-- Start Source --

Platform Overview
DevOpsGenie is architected as a layered platform. Each layer builds on the one below, and each layer can be adopted incrementally without needing to buy into the entire stack at once.
Architecture Layers
┌────────────────────────────────────────────────────────────────┐
│ Developer Layer Self-service portal, service catalog, │
│ environment templates, Backstage plugin │
├────────────────────────────────────────────────────────────────┤
│ Delivery Layer ArgoCD GitOps, Argo Rollouts, Tekton, │
│ progressive delivery, policy gates │
├─────────── ─────────────────────────────────────────────────────┤
│ Observability Layer Prometheus, Grafana, Loki, OTel, │
│ Alertmanager, PagerDuty integration │
├────────────────────────────────────────────────────────────────┤
│ Security Layer OPA/Gatekeeper, Falco, cert-manager, │
│ IRSA, Secrets Manager, mTLS │
├────────────────────────────────────────────────────────────────┤
│ Cluster Layer EKS, Karpenter, VPC-CNI, CoreDNS, │
│ ALB controller, Cluster Autoscaler │
├────────────────────────────────────────────────────────────────┤
│ Infrastructure Layer Terraform, AWS VPC, IAM, ECR, S3, │
│ Route53, ACM, CloudWatch Logs │
└────────────────────────────────────────────────────────────────┘
Control Plane vs Data Plane
DevOpsGenie separates control plane concerns (cluster lifecycle, policy management, GitOps sync) from data plane concerns (workload scheduling, networking, autoscaling). This separation is intentional:
- Control plane components run in a dedicated management cluster (or management account) and have broad IAM permissions
- Data plane components run in workload clusters and operate with least-privilege IRSA roles
Key Components
Cluster Management
| Component | Purpose |
|---|---|
| Terraform EKS Module | Provisions EKS clusters, managed node groups, and Fargate profiles |
| Karpenter | Node lifecycle and bin-packing autoscaling (preferred over Cluster Autoscaler) |
| AWS VPC-CNI | Native AWS networking with prefix delegation for pod density |
| CoreDNS | Service discovery and DNS caching, tuned for high-traffic environments |
| AWS Load Balancer Controller | Manages ALB/NLB resources from Kubernetes Ingress and Service manifests |
GitOps & Delivery
| Component | Purpose |
|---|---|
| ArgoCD | Declarative GitOps continuous delivery with multi-cluster support |
| Argo Rollouts | Blue/green and canary deployments with automated analysis |
| Argo Image Updater | Automated container image promotion via Git commits |
| Tekton Pipelines | Kubernetes-native CI pipelines, optional (GitHub Actions also supported) |
Observability
| Component | Purpose |
|---|---|
| kube-prometheus-stack | Prometheus Operator, Alertmanager, node-exporter, kube-state-metrics |
| Grafana | Dashboards — 12 pre-built, including EKS, service mesh, and cost views |
| Loki + Promtail | Log aggregation and querying (Grafana-native, cost-efficient alternative to ELK) |
| OpenTelemetry Collector | Trace collection, routing, and export to Jaeger or Tempo |
Security
| Component | Purpose |
|---|---|
| OPA Gatekeeper | Policy enforcement using Open Policy Agent and ConstraintTemplates |
| Falco | Runtime threat detection for container workloads |
| cert-manager | Automated TLS certificate management via ACME/Let's Encrypt |
| External Secrets Operator | Sync secrets from AWS Secrets Manager and SSM Parameter Store |
| Kyverno | Supplemental policy engine for mutation and validation (optional) |
Network Architecture
DevOpsGenie deploys into a VPC with three availability zones, each containing:
- Public subnets — NAT Gateways, ALBs, and bastion hosts
- Private subnets — EKS worker nodes and pods
- Isolated subnets — RDS, ElastiCache, and other data-tier resources (optional)

-- End Source --
-- Start Rows --

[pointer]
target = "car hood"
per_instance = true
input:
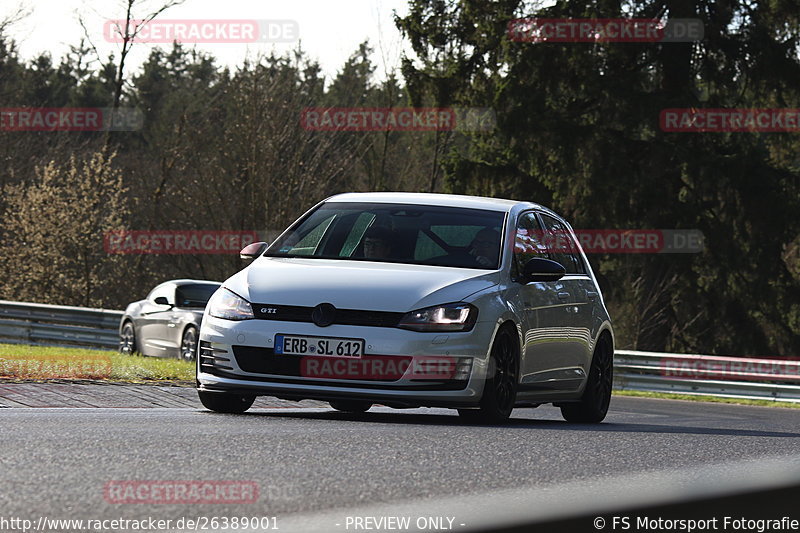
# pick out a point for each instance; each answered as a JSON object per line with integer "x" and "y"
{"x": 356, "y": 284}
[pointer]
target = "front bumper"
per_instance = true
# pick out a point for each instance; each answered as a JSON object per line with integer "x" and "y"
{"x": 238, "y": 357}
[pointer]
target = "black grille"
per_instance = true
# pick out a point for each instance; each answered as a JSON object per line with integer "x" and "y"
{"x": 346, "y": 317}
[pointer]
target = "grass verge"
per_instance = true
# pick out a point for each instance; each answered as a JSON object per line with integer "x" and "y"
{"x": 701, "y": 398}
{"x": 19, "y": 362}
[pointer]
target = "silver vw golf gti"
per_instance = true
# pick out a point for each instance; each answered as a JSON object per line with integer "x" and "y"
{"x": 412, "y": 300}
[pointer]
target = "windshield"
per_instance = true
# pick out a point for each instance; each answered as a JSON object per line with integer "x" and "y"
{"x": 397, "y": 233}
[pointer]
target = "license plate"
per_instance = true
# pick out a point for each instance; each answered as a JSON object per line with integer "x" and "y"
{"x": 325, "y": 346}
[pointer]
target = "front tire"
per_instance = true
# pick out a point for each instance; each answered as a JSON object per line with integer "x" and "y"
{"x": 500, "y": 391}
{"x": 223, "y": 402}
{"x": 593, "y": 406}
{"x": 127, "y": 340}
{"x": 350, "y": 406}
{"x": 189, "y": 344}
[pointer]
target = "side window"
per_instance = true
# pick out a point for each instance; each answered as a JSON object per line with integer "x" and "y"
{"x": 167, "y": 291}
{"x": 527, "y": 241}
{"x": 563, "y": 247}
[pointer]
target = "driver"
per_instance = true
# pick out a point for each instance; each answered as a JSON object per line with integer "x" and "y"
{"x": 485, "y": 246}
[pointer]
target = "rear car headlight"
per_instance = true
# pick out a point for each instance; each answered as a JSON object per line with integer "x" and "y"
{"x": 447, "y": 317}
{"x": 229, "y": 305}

-- End Rows --
-- Start Rows --

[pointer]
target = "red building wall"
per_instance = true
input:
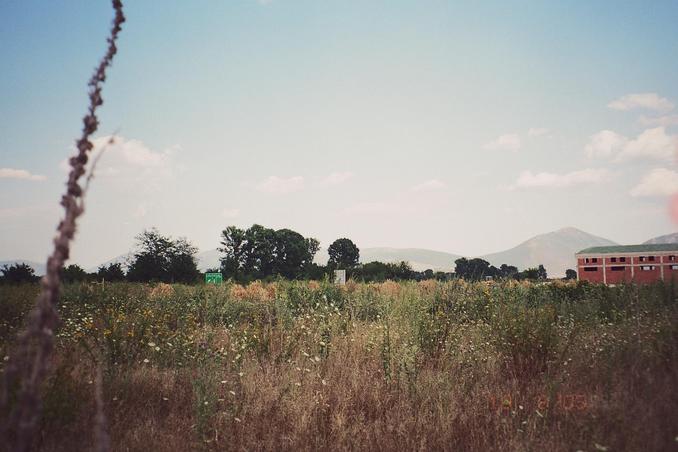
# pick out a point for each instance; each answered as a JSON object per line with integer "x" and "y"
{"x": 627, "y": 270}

-- End Rows --

* _Set tasks_
(a) Reproduce word for word the stretch of the DevOpsGenie platform overview from "Platform Overview" through "stack at once.".
(b) In the DevOpsGenie platform overview, where do data plane components run, and with what kind of roles?
The entries have nothing to do with the DevOpsGenie platform overview.

* _Task-by-task results_
(a)
Platform Overview
DevOpsGenie is architected as a layered platform. Each layer builds on the one below, and each layer can be adopted incrementally without needing to buy into the entire stack at once.

(b) They run in workload clusters and operate with least-privilege IRSA roles.